### Explore the material
(1) Answer these questions about the blog post on the SPLC and Patrick Buchanan:
(a) What is the title of the Buchanan book that the quoted passage calls a white nationalist tract?
(b) Who was interviewing Buchanan on CNN when he said "We gotta get into race and ethnic questions"?
(c) Whom does the post name as Buchanan's late mentor and editor?
(2) Extend the blog post on the SPLC and Patrick Buchanan, picking up after its final sentence.

### Document segment
---*---

Tuesday, October 10, 2006

Everyone is a Racist!

THE SPLC STRIKES AGAIN

Patrick Buchanan is getting the "He's a white nationalist" treatment from the SPLC, and they're using their signature style of dubbing someone they disagree with a 'racist' by the guilt of association.

In fact, the book reflects racial views that have now veered to the extreme. White America is changing color, Buchanan argues -- "one of the greatest tragedies in human history." The Mexican government is involved in a plot to take over the Southwestern United States, and parts of this country already look like the "Third World." The segregated South wasn't all bad "culturally" -- blacks and whites were united, after all. America, despite what its founders wrote, was a nation formed not on the basis of creed but rather a homogenous ethnic culture. To put it plainly, State of Emergency is a white nationalist tract. The thesis is that America must retain a white majority to survive as a nation. It is rooted in a blood-and-soil nationalism more blood than soil. The echoes of Nazi ideology are clear and chilling. As Buchanan helpfully explained to John King, who was interviewing him in one of his several CNN appearances: "We gotta get into race and ethnic questions."
State of Emergency unapologetically reflects Buchanan's insistence on the centrality of race to the United States and its culture. "This idea of America as a creedal nation bound together not by 'blood or birth or soil' but by 'ideals' that must be taught and learned ... is demonstrably false," Buchanan writes in the book.
Simply put, America is not a nation of ideas. It is a nation of people -- white people. Buchanan is especially overt in making this case when he endorses the view of his late mentor and editor Sam Francis, that American and European civilizations could never have been created without the "genetic endowments" of whites. He goes on to describe discussions of race as "the Great Taboo"; to ignore the role of race, he adds, is "like not telling one's doctor of a recurring pain that could kill you."


Buchanan is Hitler himself, and the SPLC is the final authority on all things race.

---*---

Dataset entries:
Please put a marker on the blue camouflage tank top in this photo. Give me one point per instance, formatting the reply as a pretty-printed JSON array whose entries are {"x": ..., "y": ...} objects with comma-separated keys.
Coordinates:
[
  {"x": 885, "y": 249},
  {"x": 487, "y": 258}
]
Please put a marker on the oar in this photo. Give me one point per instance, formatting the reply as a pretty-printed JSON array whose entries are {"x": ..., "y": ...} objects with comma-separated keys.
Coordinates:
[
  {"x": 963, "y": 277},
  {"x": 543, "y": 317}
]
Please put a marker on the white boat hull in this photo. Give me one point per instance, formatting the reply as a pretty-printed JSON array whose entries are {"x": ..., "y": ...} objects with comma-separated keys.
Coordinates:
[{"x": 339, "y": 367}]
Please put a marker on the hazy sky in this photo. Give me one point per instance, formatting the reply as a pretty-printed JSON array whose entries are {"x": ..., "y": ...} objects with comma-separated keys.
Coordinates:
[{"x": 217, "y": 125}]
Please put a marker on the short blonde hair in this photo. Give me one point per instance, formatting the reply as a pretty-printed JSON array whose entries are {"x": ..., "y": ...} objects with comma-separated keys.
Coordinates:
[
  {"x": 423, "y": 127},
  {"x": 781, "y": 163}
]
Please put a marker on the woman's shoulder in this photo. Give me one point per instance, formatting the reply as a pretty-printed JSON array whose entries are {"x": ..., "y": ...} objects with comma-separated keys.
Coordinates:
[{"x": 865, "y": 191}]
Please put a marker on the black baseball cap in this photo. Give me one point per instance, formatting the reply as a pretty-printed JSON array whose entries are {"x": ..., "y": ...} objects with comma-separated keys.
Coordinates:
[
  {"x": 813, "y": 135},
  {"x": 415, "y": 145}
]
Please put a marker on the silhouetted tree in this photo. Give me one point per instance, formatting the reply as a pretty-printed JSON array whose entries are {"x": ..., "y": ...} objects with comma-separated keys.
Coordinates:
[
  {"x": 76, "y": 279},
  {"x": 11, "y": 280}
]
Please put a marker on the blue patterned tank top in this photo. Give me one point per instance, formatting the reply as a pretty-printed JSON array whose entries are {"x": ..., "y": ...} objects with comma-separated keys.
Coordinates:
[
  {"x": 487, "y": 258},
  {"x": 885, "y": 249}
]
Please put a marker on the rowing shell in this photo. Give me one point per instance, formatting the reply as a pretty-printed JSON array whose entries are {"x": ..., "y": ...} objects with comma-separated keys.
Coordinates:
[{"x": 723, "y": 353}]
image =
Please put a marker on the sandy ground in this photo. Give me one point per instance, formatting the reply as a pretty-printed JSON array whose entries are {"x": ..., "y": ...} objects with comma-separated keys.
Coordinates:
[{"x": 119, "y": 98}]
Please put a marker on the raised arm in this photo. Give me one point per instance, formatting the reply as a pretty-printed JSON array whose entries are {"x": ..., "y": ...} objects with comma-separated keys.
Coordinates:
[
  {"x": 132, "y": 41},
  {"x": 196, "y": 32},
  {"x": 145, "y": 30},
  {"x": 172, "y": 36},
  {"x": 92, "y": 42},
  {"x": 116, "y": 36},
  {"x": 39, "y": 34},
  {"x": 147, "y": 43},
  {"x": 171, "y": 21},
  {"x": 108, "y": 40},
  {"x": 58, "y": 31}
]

---*---

### Responses
(1)
(a) State of Emergency
(b) John King
(c) Sam Francis

(2)
Once again, to make his case in State of Emergency, Buchanan relies on a trove of extreme-right sources. His urgent call for thwarting the "invasion" of non-European immigrants leans heavily on material written by hate group members or postings on hate sites, with citations to nearly every sector of the hate movement, from neo-Nazis to neo-Confederates. He cites the work of white supremacist James Lubinskas; Edward Rubinstein, of the white nationalist think tank National Policy Institute; Clyde Wilson, a board member of the racist and secessionist League of the South; and Wayne Lutton, a veteran immigrant- and gay-hater. Buchanan also quotes Lutton's anti-immigrant hate journal The Social Contract.
Buchanan is equally schooled in hate from abroad, mentioning work of British white supremacist Derek Turner published in the American hate journal The Occidental Quarterly, which argues "the civilization and free governments that whites have created" will collapse as they become a minority. And Buchanan knows the oldies-but-goodies, quoting English politician Enoch Powell approvingly at the beginning of his final chapter. Powell was dumped by the Tory leadership in 1968 for claiming that non-white immigration would cause "rivers of blood" to flow in Britain; he has been a white nationalist icon ever since. (In the book, Buchanan claims Powell was essentially correct in his analysis of the problem, but that his "Rivers of Blood" speech was taken out of its original context and distorted.)
Buchanan is especially enamored of his deceased friend Sam Francis, the white supremacist who was fired in 1995 by The Washington Times for breaking the "race taboo" and went on to a 10-year career editing the Citizens Informer, a bimonthly newsletter put out by the Council of Conservative Citizens, which grew out of the segregationist White Citizens Councils of the 1950s and '60s. Far more than Buchanan's friend and editor, Francis was his mentor. Buchanan knows Francis' racist oeuvre inside and out, citing some seven Francis pieces. Buchanan's basic argument in State of Emergency -- America should be a white country and dark-skinned immigrants threaten it -- was made by Francis for years.
Now, through his old friend Buchanan, Francis continues to be heard from beyond the grave.


The SPLC is an organization that doesn't likes to discuss the issues, that is beneath them, seeing as they have found the true and proper way to conduct the affairs and people of a nation, regardless of what the people of a nation want themselves. So they trot out the tried and true line of reasoning. R knew A who knew C who quoted I on a website created by S who went to a high school dance with T. RACIST!

With fool proof intellectual arguments like this, we can be thankful that the SPLC is working for their own purse. There is no debate at the SPLC, only smearing and insinuation.

1 Comments:

Blogger American Indian said...

I am wondering how humble one can be when one is a white person removed from Europe claiming the birthright to a land that was populated by Native Americans for thousands of years and still is. As an indigenous American I fail to see how intelligent a perspective is that allows for a foreigner (white) to identify another foreigner (black) as the one TRULY not belonging, when in fact NEITHER is FROM here, and the former has acted the least Christian??!!